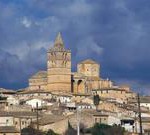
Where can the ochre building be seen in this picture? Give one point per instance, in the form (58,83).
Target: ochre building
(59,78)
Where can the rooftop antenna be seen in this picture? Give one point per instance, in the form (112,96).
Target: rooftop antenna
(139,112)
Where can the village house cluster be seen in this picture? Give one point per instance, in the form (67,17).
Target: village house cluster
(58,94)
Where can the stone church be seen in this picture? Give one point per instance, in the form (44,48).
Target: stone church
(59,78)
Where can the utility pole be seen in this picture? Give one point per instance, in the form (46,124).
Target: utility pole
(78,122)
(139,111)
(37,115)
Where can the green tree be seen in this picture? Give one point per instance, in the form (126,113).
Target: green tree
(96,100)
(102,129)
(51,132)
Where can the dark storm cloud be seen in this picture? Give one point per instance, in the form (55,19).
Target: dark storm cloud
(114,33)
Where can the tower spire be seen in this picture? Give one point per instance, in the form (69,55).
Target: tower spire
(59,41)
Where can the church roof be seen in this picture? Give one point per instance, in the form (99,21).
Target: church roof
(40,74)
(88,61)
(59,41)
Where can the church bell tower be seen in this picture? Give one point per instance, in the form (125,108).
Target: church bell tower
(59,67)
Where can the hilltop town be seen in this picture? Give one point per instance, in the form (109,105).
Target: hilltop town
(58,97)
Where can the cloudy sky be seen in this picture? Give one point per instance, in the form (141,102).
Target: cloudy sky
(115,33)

════════════════════

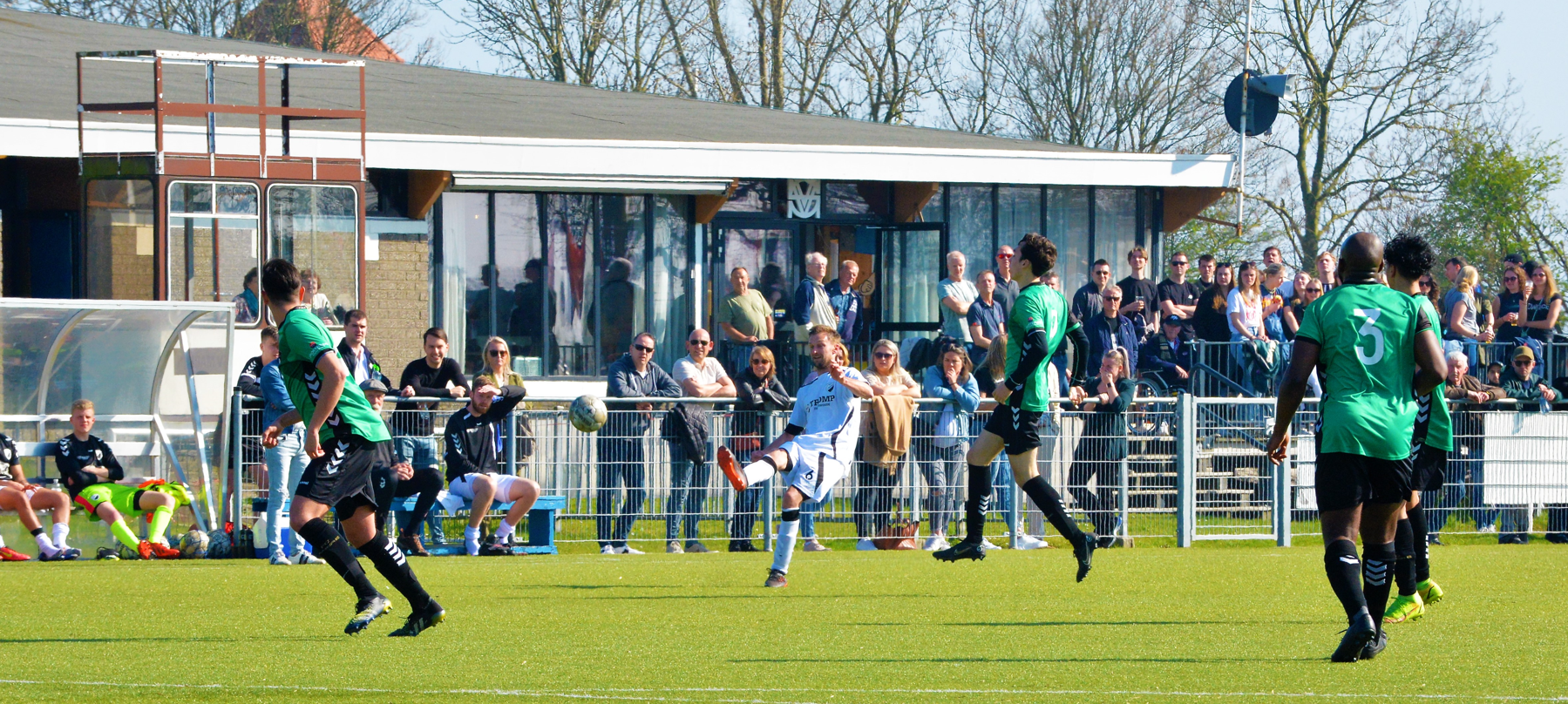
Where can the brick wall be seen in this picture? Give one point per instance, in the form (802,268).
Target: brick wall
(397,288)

════════════════════

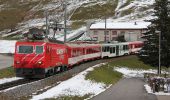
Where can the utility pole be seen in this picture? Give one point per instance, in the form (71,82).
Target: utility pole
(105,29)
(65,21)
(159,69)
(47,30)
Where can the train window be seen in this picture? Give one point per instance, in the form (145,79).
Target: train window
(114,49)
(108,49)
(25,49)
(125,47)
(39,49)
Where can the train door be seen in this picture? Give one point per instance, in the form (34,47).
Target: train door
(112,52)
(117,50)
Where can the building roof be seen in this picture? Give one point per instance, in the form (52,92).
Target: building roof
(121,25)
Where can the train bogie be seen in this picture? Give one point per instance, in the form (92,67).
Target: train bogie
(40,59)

════════════════════

Extract every line of the data above that contains the string "pole", treating uppercase and lowercase letters as distinct.

Where can the utility pole be seen in this picture? Give one point per instance, in the form (46,124).
Target: utility pole
Where can the utility pole be seen in this picture? Give one point per instance, in the form (71,82).
Target: utility pole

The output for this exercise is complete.